Dataset content:

* * * * * * *

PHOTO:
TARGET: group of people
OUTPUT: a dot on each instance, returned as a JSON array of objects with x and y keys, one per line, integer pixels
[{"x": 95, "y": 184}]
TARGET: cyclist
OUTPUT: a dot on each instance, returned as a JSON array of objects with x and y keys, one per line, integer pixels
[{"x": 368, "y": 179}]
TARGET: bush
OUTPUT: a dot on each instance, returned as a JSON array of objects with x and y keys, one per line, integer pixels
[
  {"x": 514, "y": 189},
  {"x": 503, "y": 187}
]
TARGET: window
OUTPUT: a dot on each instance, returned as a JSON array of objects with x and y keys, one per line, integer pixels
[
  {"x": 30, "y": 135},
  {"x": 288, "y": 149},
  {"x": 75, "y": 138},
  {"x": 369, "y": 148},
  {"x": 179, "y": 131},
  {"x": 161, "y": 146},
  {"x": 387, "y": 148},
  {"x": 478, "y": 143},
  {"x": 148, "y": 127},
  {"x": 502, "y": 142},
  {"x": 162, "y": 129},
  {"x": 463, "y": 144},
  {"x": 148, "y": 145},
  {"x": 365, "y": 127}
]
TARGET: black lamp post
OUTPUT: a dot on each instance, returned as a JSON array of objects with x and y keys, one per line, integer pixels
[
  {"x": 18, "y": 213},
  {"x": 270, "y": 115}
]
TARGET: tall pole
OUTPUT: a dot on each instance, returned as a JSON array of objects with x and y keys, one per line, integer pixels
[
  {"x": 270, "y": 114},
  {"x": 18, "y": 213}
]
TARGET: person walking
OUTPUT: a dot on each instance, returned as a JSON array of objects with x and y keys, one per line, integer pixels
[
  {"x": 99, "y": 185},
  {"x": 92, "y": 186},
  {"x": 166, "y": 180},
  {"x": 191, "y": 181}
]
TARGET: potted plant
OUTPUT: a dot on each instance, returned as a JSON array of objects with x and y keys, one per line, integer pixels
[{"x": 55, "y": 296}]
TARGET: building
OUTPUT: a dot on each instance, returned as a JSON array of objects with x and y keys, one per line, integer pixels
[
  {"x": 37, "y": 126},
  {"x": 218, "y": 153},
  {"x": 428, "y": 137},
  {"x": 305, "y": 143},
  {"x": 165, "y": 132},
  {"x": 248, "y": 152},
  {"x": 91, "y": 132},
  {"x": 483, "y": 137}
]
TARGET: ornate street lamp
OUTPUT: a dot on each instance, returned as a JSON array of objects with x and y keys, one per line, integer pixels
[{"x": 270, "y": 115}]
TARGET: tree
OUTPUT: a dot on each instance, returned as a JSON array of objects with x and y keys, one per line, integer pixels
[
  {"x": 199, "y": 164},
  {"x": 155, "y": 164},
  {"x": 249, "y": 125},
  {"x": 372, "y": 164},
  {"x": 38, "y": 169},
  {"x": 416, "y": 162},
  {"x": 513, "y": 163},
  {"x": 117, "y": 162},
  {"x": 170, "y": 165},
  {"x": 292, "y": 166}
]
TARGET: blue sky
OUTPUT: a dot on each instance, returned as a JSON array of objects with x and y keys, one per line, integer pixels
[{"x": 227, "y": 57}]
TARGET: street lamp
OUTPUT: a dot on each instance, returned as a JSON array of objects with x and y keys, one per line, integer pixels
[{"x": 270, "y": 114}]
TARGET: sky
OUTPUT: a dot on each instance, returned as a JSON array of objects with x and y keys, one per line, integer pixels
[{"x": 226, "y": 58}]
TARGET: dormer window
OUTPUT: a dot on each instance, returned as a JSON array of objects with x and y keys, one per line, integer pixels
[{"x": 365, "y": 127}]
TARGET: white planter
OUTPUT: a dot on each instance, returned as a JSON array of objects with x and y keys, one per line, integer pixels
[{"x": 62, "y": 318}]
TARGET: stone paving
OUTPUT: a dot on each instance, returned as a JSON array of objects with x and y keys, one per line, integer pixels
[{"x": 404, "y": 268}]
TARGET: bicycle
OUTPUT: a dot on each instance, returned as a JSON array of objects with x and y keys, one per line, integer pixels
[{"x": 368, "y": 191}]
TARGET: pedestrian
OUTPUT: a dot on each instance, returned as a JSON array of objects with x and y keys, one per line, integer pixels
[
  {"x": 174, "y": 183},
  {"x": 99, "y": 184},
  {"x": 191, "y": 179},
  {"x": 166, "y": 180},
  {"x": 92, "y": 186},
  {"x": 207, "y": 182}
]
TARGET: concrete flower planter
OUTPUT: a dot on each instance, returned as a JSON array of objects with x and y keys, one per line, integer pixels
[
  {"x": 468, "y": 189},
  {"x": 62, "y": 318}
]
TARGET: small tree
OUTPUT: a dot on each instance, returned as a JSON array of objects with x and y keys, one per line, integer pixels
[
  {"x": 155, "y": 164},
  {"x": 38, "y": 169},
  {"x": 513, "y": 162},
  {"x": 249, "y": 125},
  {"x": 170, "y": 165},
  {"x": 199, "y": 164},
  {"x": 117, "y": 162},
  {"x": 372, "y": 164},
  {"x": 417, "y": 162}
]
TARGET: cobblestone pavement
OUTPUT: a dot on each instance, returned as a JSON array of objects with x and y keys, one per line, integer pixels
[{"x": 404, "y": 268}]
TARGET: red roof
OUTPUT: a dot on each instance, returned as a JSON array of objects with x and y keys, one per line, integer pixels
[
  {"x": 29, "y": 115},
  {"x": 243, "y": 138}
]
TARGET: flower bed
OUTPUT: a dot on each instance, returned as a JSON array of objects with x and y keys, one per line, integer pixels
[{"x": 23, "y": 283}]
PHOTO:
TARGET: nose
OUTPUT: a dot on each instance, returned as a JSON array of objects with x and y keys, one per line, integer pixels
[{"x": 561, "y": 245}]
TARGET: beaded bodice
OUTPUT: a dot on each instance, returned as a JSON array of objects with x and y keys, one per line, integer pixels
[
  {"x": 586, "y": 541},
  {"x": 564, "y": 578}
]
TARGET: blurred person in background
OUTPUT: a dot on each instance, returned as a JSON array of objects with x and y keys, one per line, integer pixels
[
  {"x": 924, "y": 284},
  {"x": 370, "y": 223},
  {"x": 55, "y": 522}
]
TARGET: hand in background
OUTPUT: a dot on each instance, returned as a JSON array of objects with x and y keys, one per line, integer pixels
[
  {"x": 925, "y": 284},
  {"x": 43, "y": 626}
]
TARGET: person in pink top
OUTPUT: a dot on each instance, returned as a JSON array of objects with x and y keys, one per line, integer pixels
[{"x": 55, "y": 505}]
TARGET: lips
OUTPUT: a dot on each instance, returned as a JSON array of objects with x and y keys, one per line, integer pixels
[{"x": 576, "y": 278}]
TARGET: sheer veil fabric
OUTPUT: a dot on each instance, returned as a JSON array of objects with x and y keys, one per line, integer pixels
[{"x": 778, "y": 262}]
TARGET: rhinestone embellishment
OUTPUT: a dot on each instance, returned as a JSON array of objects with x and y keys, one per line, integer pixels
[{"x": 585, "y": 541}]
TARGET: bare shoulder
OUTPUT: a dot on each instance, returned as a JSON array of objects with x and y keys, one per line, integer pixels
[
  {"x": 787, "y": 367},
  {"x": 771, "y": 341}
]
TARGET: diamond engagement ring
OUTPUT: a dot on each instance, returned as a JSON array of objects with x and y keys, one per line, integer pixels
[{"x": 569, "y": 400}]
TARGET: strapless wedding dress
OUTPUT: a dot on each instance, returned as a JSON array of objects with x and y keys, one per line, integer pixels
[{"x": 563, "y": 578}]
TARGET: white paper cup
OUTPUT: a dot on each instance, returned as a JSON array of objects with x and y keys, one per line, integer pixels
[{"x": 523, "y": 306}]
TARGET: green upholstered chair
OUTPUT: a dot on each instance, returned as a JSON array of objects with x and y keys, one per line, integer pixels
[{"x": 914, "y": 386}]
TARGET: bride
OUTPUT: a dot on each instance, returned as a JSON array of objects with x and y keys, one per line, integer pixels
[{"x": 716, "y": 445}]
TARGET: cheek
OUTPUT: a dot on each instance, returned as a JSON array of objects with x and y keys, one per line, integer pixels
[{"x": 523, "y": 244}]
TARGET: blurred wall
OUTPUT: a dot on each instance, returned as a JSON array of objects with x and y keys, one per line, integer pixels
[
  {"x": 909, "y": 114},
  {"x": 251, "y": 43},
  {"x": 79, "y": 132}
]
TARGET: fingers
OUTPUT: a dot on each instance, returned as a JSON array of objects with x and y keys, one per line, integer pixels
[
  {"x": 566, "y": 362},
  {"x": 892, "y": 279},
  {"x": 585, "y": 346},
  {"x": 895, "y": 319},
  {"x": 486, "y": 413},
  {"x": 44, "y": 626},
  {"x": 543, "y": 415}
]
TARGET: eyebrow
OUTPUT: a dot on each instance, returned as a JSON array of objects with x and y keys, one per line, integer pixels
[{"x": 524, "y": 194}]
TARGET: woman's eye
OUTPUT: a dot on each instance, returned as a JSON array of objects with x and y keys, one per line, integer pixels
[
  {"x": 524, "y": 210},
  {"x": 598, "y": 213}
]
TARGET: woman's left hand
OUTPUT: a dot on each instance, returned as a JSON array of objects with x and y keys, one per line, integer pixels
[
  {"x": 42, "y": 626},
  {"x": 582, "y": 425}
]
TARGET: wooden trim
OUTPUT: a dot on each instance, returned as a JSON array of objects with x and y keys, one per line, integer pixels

* * * * * * *

Exercise requirements: Out of the entries above, write out only the lines between the line holding "TARGET: window" and the line holding "TARGET: building", inclusive, each exactly as given.

Task response:
TARGET: window
OUTPUT: a dot on each instance, returned as a JSON array of objects with x and y keys, one per line, integer pixels
[
  {"x": 30, "y": 135},
  {"x": 288, "y": 149},
  {"x": 75, "y": 138},
  {"x": 369, "y": 148},
  {"x": 179, "y": 131},
  {"x": 161, "y": 146},
  {"x": 387, "y": 148},
  {"x": 478, "y": 143},
  {"x": 148, "y": 127},
  {"x": 502, "y": 142},
  {"x": 162, "y": 129},
  {"x": 463, "y": 144},
  {"x": 148, "y": 145},
  {"x": 365, "y": 127}
]
TARGET: black lamp post
OUTPUT: a dot on each instance, returned as a JSON array of objects with x and y keys, one per line, integer pixels
[
  {"x": 18, "y": 213},
  {"x": 270, "y": 115}
]
TARGET: tall pole
OUTPUT: a dot on each instance, returned as a JSON array of objects with x and y keys, one per line, integer pixels
[
  {"x": 270, "y": 114},
  {"x": 18, "y": 213}
]
TARGET: person walking
OUTPUT: a dot on each instance, returned as a JSON array of objects with x and y keys, one per line, integer pixels
[
  {"x": 99, "y": 185},
  {"x": 92, "y": 186},
  {"x": 166, "y": 180},
  {"x": 191, "y": 181}
]
TARGET: potted plant
OUTPUT: a dot on each instance, returned as a JSON array of objects with x and y keys, one per line, integer pixels
[{"x": 55, "y": 296}]
TARGET: building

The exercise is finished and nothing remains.